### Task directions
Output all of the data verbatim.

┌──

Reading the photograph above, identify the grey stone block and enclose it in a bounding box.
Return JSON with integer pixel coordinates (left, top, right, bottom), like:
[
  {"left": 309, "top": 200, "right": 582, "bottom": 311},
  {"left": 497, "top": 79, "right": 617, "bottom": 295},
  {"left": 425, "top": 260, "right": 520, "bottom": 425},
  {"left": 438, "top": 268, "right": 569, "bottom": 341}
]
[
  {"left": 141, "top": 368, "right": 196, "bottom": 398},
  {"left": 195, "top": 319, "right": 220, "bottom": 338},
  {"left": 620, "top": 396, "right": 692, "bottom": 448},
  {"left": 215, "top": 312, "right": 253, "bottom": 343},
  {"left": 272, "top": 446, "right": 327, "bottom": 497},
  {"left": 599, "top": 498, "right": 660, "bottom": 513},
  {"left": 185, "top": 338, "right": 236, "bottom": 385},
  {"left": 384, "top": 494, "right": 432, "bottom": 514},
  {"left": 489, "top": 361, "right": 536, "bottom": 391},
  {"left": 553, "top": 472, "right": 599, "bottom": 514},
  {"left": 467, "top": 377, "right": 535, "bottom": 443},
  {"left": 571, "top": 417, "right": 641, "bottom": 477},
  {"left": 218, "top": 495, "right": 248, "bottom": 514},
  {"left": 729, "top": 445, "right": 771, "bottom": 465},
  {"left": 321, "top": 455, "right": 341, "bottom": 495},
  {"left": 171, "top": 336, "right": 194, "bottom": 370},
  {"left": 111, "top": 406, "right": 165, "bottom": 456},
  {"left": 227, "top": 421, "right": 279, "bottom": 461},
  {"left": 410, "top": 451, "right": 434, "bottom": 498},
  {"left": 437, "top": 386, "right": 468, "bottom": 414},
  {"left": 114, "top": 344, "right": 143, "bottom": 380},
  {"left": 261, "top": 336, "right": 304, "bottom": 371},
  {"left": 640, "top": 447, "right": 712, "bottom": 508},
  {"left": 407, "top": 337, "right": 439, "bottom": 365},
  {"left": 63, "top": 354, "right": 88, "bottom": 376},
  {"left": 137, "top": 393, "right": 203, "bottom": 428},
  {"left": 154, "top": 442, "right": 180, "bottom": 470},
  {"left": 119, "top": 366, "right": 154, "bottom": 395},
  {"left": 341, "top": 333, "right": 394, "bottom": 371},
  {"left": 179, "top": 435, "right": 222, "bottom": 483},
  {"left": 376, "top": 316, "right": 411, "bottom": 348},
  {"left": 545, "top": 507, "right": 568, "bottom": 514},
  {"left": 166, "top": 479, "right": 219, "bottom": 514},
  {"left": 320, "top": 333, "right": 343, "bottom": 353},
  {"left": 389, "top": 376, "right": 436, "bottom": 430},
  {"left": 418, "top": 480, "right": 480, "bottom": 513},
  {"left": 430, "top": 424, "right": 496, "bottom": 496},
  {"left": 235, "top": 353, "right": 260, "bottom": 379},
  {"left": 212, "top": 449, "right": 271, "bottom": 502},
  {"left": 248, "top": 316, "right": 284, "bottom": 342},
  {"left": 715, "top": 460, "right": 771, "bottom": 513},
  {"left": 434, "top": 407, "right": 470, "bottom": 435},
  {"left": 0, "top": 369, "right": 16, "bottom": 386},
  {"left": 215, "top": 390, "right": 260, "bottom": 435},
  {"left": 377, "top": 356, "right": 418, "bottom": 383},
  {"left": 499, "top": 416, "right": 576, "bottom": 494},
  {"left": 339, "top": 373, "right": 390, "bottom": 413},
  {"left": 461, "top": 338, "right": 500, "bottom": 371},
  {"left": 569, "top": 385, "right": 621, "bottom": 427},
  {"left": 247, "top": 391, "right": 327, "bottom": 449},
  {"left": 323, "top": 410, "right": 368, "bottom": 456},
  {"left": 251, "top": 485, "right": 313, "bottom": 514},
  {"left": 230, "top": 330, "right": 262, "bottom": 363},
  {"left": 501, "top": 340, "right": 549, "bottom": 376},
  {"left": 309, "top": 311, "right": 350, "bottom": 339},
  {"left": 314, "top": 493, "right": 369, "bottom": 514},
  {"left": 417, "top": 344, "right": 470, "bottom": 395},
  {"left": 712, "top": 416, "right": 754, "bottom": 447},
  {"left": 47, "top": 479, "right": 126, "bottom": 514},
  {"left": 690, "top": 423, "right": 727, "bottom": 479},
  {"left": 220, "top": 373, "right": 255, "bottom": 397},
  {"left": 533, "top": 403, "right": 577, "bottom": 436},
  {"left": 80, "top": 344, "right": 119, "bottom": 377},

└──

### Solution to the problem
Reading the photograph above, identify the grey stone block and enclose it in a bounding box.
Return JSON with integer pixel coordinates (left, top, right, bottom), like:
[
  {"left": 309, "top": 200, "right": 582, "bottom": 311},
  {"left": 497, "top": 79, "right": 617, "bottom": 295},
  {"left": 425, "top": 260, "right": 520, "bottom": 425},
  {"left": 438, "top": 268, "right": 569, "bottom": 341}
]
[
  {"left": 141, "top": 368, "right": 196, "bottom": 398},
  {"left": 195, "top": 319, "right": 220, "bottom": 338},
  {"left": 620, "top": 396, "right": 692, "bottom": 448},
  {"left": 215, "top": 312, "right": 253, "bottom": 343},
  {"left": 272, "top": 446, "right": 327, "bottom": 497},
  {"left": 599, "top": 498, "right": 660, "bottom": 513},
  {"left": 185, "top": 338, "right": 236, "bottom": 385},
  {"left": 384, "top": 494, "right": 432, "bottom": 514},
  {"left": 489, "top": 361, "right": 536, "bottom": 391},
  {"left": 553, "top": 472, "right": 599, "bottom": 514},
  {"left": 467, "top": 377, "right": 535, "bottom": 443},
  {"left": 571, "top": 417, "right": 641, "bottom": 477},
  {"left": 218, "top": 495, "right": 248, "bottom": 514},
  {"left": 729, "top": 445, "right": 771, "bottom": 465},
  {"left": 321, "top": 455, "right": 341, "bottom": 495},
  {"left": 171, "top": 336, "right": 194, "bottom": 370},
  {"left": 111, "top": 406, "right": 165, "bottom": 456},
  {"left": 227, "top": 421, "right": 279, "bottom": 461},
  {"left": 410, "top": 451, "right": 434, "bottom": 498},
  {"left": 437, "top": 386, "right": 468, "bottom": 414},
  {"left": 114, "top": 344, "right": 143, "bottom": 380},
  {"left": 261, "top": 336, "right": 304, "bottom": 371},
  {"left": 640, "top": 447, "right": 712, "bottom": 508},
  {"left": 407, "top": 337, "right": 439, "bottom": 365},
  {"left": 63, "top": 354, "right": 88, "bottom": 376},
  {"left": 137, "top": 393, "right": 203, "bottom": 428},
  {"left": 154, "top": 442, "right": 180, "bottom": 470},
  {"left": 119, "top": 366, "right": 154, "bottom": 395},
  {"left": 341, "top": 333, "right": 394, "bottom": 371},
  {"left": 179, "top": 435, "right": 222, "bottom": 483},
  {"left": 376, "top": 316, "right": 411, "bottom": 348},
  {"left": 545, "top": 507, "right": 568, "bottom": 514},
  {"left": 166, "top": 479, "right": 219, "bottom": 514},
  {"left": 320, "top": 333, "right": 343, "bottom": 353},
  {"left": 389, "top": 376, "right": 436, "bottom": 430},
  {"left": 418, "top": 480, "right": 480, "bottom": 513},
  {"left": 430, "top": 424, "right": 496, "bottom": 496},
  {"left": 235, "top": 353, "right": 260, "bottom": 379},
  {"left": 212, "top": 449, "right": 271, "bottom": 502},
  {"left": 248, "top": 316, "right": 284, "bottom": 342},
  {"left": 715, "top": 460, "right": 771, "bottom": 513},
  {"left": 434, "top": 407, "right": 470, "bottom": 435},
  {"left": 0, "top": 369, "right": 16, "bottom": 386},
  {"left": 215, "top": 390, "right": 260, "bottom": 435},
  {"left": 377, "top": 356, "right": 418, "bottom": 383},
  {"left": 499, "top": 416, "right": 576, "bottom": 494},
  {"left": 339, "top": 373, "right": 390, "bottom": 413},
  {"left": 461, "top": 338, "right": 500, "bottom": 371},
  {"left": 569, "top": 385, "right": 621, "bottom": 427},
  {"left": 247, "top": 391, "right": 327, "bottom": 449},
  {"left": 323, "top": 410, "right": 368, "bottom": 456},
  {"left": 251, "top": 485, "right": 313, "bottom": 514},
  {"left": 230, "top": 330, "right": 262, "bottom": 363},
  {"left": 501, "top": 340, "right": 549, "bottom": 376},
  {"left": 309, "top": 311, "right": 350, "bottom": 339},
  {"left": 314, "top": 493, "right": 369, "bottom": 514},
  {"left": 417, "top": 344, "right": 470, "bottom": 395},
  {"left": 712, "top": 416, "right": 754, "bottom": 447},
  {"left": 47, "top": 479, "right": 126, "bottom": 514},
  {"left": 690, "top": 423, "right": 727, "bottom": 479},
  {"left": 220, "top": 373, "right": 255, "bottom": 397},
  {"left": 533, "top": 403, "right": 577, "bottom": 436},
  {"left": 80, "top": 344, "right": 119, "bottom": 377},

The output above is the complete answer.